:: THE PROBLEM ::
Omit the images. Reproduce each line of the records exactly as it appears.

--- SOURCE INFORMATION Enclosed Below ---

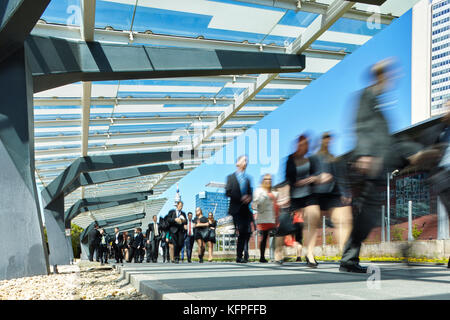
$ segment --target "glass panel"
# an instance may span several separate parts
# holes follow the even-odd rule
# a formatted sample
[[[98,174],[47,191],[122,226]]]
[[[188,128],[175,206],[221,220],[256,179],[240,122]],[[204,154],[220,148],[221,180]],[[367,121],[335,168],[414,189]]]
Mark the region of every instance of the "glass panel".
[[[249,6],[234,1],[185,3],[153,3],[152,8],[138,5],[133,31],[261,43],[284,14],[284,10],[262,6],[252,6],[250,11]]]
[[[115,30],[131,30],[134,5],[97,0],[95,9],[95,27]]]
[[[51,1],[41,19],[47,23],[80,26],[82,21],[80,0]]]

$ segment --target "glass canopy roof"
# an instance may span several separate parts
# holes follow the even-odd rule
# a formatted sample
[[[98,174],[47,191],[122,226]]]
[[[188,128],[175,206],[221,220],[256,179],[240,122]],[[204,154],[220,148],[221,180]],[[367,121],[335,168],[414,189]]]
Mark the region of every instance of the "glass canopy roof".
[[[170,150],[198,129],[211,129],[202,150],[220,150],[284,101],[364,45],[417,1],[387,0],[381,7],[355,4],[306,50],[300,73],[230,75],[73,83],[34,95],[35,165],[38,189],[47,186],[80,156]],[[146,46],[293,53],[302,35],[342,1],[294,0],[53,0],[32,34]],[[301,4],[299,7],[298,4]],[[82,5],[86,10],[82,10]],[[83,15],[83,12],[86,12]],[[297,52],[299,53],[299,52]],[[126,59],[126,57],[124,57]],[[254,93],[252,99],[243,97]],[[229,108],[237,109],[217,126]],[[87,138],[87,144],[83,139]],[[164,192],[201,164],[184,170],[79,188],[81,198],[145,191],[151,200],[85,213],[74,223],[150,209],[159,212]],[[159,208],[159,209],[158,209]],[[151,217],[146,217],[145,223]]]

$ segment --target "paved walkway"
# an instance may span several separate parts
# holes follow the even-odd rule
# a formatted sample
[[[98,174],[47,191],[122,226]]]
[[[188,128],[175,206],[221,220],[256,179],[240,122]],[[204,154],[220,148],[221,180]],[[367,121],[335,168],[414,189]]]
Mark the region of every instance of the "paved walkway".
[[[450,269],[369,263],[372,274],[342,273],[337,263],[125,263],[122,276],[152,299],[450,300]]]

--- End of Enclosed SOURCE INFORMATION ---

:: ANSWER BOX ::
$ segment --target "glass panel"
# an instance may span several separate parts
# holes follow the even-odd rule
# a formatted sample
[[[98,174],[47,191],[122,226]]]
[[[188,128],[175,206],[221,220],[256,179],[240,122]],[[204,154],[220,148],[221,180]],[[367,121],[335,168],[414,189]]]
Mark the region of every instance of the "glass panel".
[[[249,6],[234,1],[185,3],[153,3],[152,8],[138,5],[133,31],[261,43],[284,14],[284,10],[262,6],[252,6],[250,11]]]
[[[115,30],[131,30],[134,5],[97,0],[95,9],[95,27]]]
[[[51,1],[41,19],[47,23],[80,26],[82,21],[80,0]]]

$ segment --target "glass canopy roof"
# an instance may span several separate parts
# holes follow the even-odd rule
# a formatted sample
[[[98,174],[47,191],[122,226]]]
[[[188,128],[175,206],[221,220],[256,179],[240,122]],[[204,154],[220,148],[221,180]],[[367,121],[335,168],[414,189]]]
Mark the region of every instance of the "glass canopy roof".
[[[170,150],[198,129],[211,129],[202,150],[220,150],[284,101],[364,45],[417,1],[387,0],[381,7],[355,4],[306,50],[300,73],[230,75],[73,83],[34,95],[35,165],[38,189],[47,186],[80,156]],[[146,46],[293,53],[302,35],[342,1],[294,0],[53,0],[32,34]],[[301,4],[299,7],[298,4]],[[82,5],[86,10],[82,10]],[[83,15],[83,12],[86,12]],[[297,52],[299,53],[299,52]],[[126,59],[126,57],[124,57]],[[254,93],[252,99],[243,97]],[[229,108],[237,109],[217,126]],[[87,138],[87,144],[83,139]],[[164,192],[201,164],[184,170],[79,188],[81,198],[145,191],[151,200],[85,213],[74,223],[150,209],[159,212]],[[159,208],[159,209],[158,209]],[[151,217],[146,217],[145,223]]]

$ segment --target "paved walkway"
# an instance may span several separate parts
# holes follow the even-odd rule
# a formatted sample
[[[98,174],[47,191],[122,226]]]
[[[188,128],[175,206],[221,220],[256,179],[240,122]],[[204,154],[220,148],[221,180]],[[367,121],[335,168],[414,189]]]
Mark the region of every instance of the "paved walkway".
[[[450,269],[369,263],[372,274],[342,273],[337,263],[125,263],[122,276],[152,299],[450,300]]]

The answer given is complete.